(SUPPLIED MATERIAL)
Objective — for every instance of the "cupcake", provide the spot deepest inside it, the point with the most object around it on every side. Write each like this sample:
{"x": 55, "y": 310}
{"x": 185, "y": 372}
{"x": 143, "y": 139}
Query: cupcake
(End SUPPLIED MATERIAL)
(SUPPLIED MATERIAL)
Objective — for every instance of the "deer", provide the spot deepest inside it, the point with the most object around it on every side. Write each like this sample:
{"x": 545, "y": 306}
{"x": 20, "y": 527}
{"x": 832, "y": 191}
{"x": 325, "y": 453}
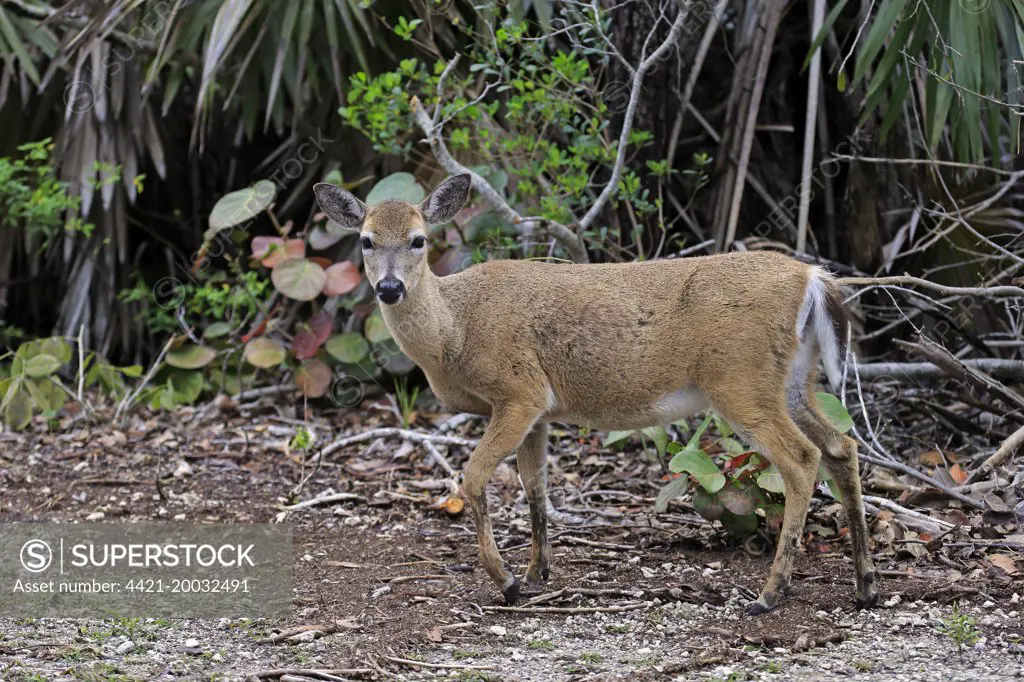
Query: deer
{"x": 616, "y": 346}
(End SUPPLIED MATERIAL)
DIRECTIONS » Copy every line in the records above that contains the word "Objective".

REPLY TO THE TASK »
Objective — for every instance of the "cupcake", provide the spot deepest inside it, the point with the most object around it on every side. Write each like this sample:
Objective — for every instance of the "deer", provide the spot deepest inside it, the point with the most object around it on every side. Write each like this sample:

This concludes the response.